## [WORK REQUIRED]
Reproduce all entries word for word.

(Boundary labeling items)
↓↓↓

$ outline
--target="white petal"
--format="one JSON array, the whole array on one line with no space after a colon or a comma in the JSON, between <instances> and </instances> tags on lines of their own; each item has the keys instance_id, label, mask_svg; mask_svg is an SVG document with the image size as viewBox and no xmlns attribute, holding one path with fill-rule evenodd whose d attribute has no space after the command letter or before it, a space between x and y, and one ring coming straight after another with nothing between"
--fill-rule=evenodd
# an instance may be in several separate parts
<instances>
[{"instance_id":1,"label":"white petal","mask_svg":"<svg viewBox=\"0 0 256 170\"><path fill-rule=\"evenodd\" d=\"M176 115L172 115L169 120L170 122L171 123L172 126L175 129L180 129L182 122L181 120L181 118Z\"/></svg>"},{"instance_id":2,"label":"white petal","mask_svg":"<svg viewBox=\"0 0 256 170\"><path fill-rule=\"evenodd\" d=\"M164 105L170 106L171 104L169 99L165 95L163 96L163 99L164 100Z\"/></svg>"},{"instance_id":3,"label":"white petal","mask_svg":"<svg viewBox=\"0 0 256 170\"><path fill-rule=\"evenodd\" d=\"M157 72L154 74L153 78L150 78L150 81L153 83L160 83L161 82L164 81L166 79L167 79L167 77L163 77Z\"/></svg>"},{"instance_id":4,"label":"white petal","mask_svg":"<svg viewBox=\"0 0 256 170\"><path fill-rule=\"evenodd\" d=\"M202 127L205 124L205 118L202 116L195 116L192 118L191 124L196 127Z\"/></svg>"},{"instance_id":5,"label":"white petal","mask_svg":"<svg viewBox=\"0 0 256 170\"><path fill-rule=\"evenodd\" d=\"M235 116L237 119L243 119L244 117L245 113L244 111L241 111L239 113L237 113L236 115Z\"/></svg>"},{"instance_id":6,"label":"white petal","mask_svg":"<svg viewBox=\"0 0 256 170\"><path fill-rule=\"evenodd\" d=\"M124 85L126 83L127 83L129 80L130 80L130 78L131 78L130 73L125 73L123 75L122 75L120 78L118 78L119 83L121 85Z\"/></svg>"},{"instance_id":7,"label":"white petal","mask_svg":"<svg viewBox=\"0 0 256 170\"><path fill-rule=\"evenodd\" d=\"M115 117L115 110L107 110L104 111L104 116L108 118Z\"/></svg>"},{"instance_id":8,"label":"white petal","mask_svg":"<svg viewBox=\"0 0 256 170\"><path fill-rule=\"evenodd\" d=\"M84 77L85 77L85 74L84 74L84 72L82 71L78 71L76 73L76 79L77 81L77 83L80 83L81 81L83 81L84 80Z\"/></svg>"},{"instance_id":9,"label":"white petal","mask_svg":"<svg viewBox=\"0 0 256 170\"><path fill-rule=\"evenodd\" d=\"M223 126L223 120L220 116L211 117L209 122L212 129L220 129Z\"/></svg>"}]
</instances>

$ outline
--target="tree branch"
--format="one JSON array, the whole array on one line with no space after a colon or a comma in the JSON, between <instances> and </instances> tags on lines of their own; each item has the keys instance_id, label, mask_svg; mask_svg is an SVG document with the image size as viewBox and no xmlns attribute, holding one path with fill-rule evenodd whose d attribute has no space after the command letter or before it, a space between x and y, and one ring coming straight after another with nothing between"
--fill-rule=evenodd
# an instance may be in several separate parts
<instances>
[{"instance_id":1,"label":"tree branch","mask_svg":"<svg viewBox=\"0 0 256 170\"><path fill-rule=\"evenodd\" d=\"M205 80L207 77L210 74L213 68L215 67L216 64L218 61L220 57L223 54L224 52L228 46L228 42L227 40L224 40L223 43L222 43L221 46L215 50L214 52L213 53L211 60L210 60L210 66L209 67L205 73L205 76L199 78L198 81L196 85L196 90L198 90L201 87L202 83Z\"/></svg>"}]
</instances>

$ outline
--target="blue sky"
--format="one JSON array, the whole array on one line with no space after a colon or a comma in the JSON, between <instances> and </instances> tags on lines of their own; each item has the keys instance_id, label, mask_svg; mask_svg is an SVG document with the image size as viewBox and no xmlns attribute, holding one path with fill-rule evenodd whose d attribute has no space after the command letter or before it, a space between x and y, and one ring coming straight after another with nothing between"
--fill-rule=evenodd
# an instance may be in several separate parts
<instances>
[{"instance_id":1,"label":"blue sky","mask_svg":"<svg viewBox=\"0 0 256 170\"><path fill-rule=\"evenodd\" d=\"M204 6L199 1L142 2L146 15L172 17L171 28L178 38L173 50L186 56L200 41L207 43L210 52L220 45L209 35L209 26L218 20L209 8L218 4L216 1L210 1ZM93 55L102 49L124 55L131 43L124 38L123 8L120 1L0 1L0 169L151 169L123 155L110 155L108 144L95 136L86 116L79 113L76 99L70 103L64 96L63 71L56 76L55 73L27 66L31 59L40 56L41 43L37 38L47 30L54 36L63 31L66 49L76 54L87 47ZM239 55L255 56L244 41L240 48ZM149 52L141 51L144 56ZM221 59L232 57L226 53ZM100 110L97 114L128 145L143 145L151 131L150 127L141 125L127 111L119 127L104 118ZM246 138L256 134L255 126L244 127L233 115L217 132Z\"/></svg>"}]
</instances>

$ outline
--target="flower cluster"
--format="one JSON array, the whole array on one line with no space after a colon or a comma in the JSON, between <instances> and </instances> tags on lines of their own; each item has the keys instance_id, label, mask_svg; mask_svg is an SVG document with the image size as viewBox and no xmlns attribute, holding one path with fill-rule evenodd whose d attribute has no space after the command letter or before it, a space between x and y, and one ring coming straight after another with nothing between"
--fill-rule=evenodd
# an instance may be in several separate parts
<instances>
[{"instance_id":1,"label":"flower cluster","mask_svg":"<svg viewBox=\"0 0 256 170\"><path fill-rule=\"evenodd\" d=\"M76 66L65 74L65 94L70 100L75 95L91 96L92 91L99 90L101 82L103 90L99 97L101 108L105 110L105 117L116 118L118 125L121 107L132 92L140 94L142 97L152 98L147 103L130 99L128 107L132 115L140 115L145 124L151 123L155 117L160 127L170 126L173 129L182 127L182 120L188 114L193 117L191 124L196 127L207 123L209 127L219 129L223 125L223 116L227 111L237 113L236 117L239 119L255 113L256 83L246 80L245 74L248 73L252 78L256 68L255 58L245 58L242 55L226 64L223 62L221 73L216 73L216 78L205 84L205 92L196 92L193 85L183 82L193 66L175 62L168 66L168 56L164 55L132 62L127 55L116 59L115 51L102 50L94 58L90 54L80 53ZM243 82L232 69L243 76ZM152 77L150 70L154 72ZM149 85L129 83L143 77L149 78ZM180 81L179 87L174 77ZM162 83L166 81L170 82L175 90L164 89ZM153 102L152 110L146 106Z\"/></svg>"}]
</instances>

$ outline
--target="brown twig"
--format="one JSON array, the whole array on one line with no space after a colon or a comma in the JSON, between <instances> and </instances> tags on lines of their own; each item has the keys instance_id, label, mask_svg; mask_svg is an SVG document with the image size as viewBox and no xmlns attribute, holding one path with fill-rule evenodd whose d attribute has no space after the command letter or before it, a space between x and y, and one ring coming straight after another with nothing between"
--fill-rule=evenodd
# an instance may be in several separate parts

↑↑↑

## [OUTPUT FOR THIS EXERCISE]
$ outline
--target="white petal"
--format="one JSON array, the whole array on one line with no space after a colon or a comma in the JSON, between <instances> and </instances> tags on lines of their own; each item has the keys instance_id, label, mask_svg; mask_svg is an SVG document with the image size as viewBox and no xmlns attribute, holding one path with fill-rule evenodd whose d attribute has no space after the command letter or before it, a space between x and y, and one ring coming straight after another with nothing between"
--fill-rule=evenodd
# an instance may be in several separate parts
<instances>
[{"instance_id":1,"label":"white petal","mask_svg":"<svg viewBox=\"0 0 256 170\"><path fill-rule=\"evenodd\" d=\"M176 115L172 115L169 120L170 122L171 123L172 126L175 129L180 129L182 122L181 120L181 118Z\"/></svg>"},{"instance_id":2,"label":"white petal","mask_svg":"<svg viewBox=\"0 0 256 170\"><path fill-rule=\"evenodd\" d=\"M164 105L170 106L171 104L169 99L165 95L163 96L163 99L164 100Z\"/></svg>"},{"instance_id":3,"label":"white petal","mask_svg":"<svg viewBox=\"0 0 256 170\"><path fill-rule=\"evenodd\" d=\"M157 72L154 74L153 78L150 78L150 81L153 83L160 83L161 82L164 81L166 79L167 79L167 77L163 77Z\"/></svg>"},{"instance_id":4,"label":"white petal","mask_svg":"<svg viewBox=\"0 0 256 170\"><path fill-rule=\"evenodd\" d=\"M202 127L205 124L205 118L202 116L195 116L192 118L191 124L196 127Z\"/></svg>"},{"instance_id":5,"label":"white petal","mask_svg":"<svg viewBox=\"0 0 256 170\"><path fill-rule=\"evenodd\" d=\"M235 116L237 119L243 119L244 117L245 113L244 111L241 111L239 113L237 113L236 115Z\"/></svg>"},{"instance_id":6,"label":"white petal","mask_svg":"<svg viewBox=\"0 0 256 170\"><path fill-rule=\"evenodd\" d=\"M124 85L126 83L127 83L129 80L130 80L130 78L131 78L130 73L125 73L123 75L122 75L120 78L118 78L119 83L121 85Z\"/></svg>"},{"instance_id":7,"label":"white petal","mask_svg":"<svg viewBox=\"0 0 256 170\"><path fill-rule=\"evenodd\" d=\"M115 117L115 110L107 110L104 111L104 116L108 118Z\"/></svg>"},{"instance_id":8,"label":"white petal","mask_svg":"<svg viewBox=\"0 0 256 170\"><path fill-rule=\"evenodd\" d=\"M84 77L85 77L85 74L84 74L84 72L82 71L78 71L76 73L76 79L77 81L77 83L80 83L81 81L83 81L84 80Z\"/></svg>"},{"instance_id":9,"label":"white petal","mask_svg":"<svg viewBox=\"0 0 256 170\"><path fill-rule=\"evenodd\" d=\"M223 126L223 120L220 116L211 117L209 122L212 129L220 129Z\"/></svg>"}]
</instances>

$ outline
--target="tree branch"
--format="one JSON array, the whole array on one line with no space after a colon or a comma in the JSON, between <instances> and </instances> tags on lines of their own; each item has the keys instance_id, label, mask_svg; mask_svg is an SVG document with the image size as viewBox and no xmlns attribute, holding one path with fill-rule evenodd whose d attribute has no space after the command letter or before it, a space between x and y, and one ring coming straight after another with nothing between"
--fill-rule=evenodd
# an instance may be in several separate parts
<instances>
[{"instance_id":1,"label":"tree branch","mask_svg":"<svg viewBox=\"0 0 256 170\"><path fill-rule=\"evenodd\" d=\"M205 80L207 77L210 74L213 68L215 67L216 64L218 61L220 57L223 54L224 52L228 46L228 42L227 40L224 40L223 43L222 43L221 46L215 50L214 52L213 53L211 60L210 60L210 66L209 67L205 73L205 76L199 78L198 81L196 85L196 90L198 90L201 87L202 83Z\"/></svg>"}]
</instances>

$ outline
--target="blue sky"
--format="one JSON array, the whole array on one line with no space after a colon or a comma in the JSON, between <instances> and </instances> tags on lines of their own; each item has the keys instance_id, label, mask_svg; mask_svg is an SVG document with the image size as viewBox and no xmlns attribute, holding one path with fill-rule evenodd whose d attribute has no space after the command letter or before it, a space between x and y, and one ring coming straight after another with nothing between"
--fill-rule=evenodd
# an instance may be in several separate parts
<instances>
[{"instance_id":1,"label":"blue sky","mask_svg":"<svg viewBox=\"0 0 256 170\"><path fill-rule=\"evenodd\" d=\"M204 6L199 1L142 2L146 15L172 17L171 28L178 38L173 50L186 56L200 41L207 43L210 52L220 45L209 35L209 26L218 20L209 8L218 4L216 1L210 1ZM93 55L102 49L124 55L131 43L124 38L123 8L120 1L0 1L0 169L151 169L123 155L110 155L108 144L95 136L86 116L79 113L76 99L70 103L64 96L63 71L56 76L55 73L27 66L31 59L40 56L41 43L37 38L47 30L54 36L63 31L66 49L76 54L87 47ZM239 55L255 56L244 41L240 48ZM149 52L141 51L144 56ZM221 59L232 57L226 53ZM100 110L97 114L128 145L143 145L151 131L150 127L141 125L127 111L119 127L104 118ZM246 138L256 134L255 126L244 127L233 115L217 132Z\"/></svg>"}]
</instances>

$ outline
--target="flower cluster"
--format="one JSON array, the whole array on one line with no space after a colon or a comma in the JSON, between <instances> and </instances> tags on lines of their own; each item has the keys instance_id, label, mask_svg; mask_svg is an SVG document with the image size as viewBox and no xmlns attribute, holding one path with fill-rule evenodd whose d attribute has no space after the command letter or before it, a space between x and y, and one ring coming straight after another with nothing between"
--fill-rule=evenodd
# an instance may be in several separate parts
<instances>
[{"instance_id":1,"label":"flower cluster","mask_svg":"<svg viewBox=\"0 0 256 170\"><path fill-rule=\"evenodd\" d=\"M76 66L65 74L65 94L70 100L75 95L91 96L92 91L99 90L101 82L103 90L99 97L101 108L105 110L105 117L116 118L118 125L121 107L132 92L140 94L142 97L152 98L147 103L130 99L128 107L132 115L140 115L145 124L151 123L155 117L160 127L170 126L173 129L182 127L182 120L188 114L193 117L191 124L196 127L207 123L209 127L219 129L223 125L223 116L227 111L237 113L236 117L239 119L255 113L256 83L246 80L245 74L248 73L252 78L256 68L255 58L245 58L242 55L226 64L223 62L221 73L216 73L216 78L205 84L205 92L196 92L193 85L183 82L193 66L175 62L168 66L168 56L164 55L132 62L127 55L116 59L115 51L102 50L94 58L90 54L80 53ZM243 82L232 69L243 76ZM152 77L150 70L154 72ZM149 85L129 83L143 77L149 78ZM180 81L179 87L174 77ZM162 83L166 81L170 82L175 90L164 89ZM153 102L152 110L146 106Z\"/></svg>"}]
</instances>

$ outline
--target="brown twig"
--format="one JSON array, the whole array on one line with no space after a colon or a comma in the JSON, between <instances> and </instances> tags on lines of their own; each item has the keys instance_id, label, mask_svg; mask_svg is an SVG document with the image size as viewBox and no xmlns attribute, holding one path with fill-rule evenodd whose d attribute has no space after the command letter or before it, a space between x and y, and one ring coming straight after another with nothing between"
--fill-rule=evenodd
# an instance may be in several separate parts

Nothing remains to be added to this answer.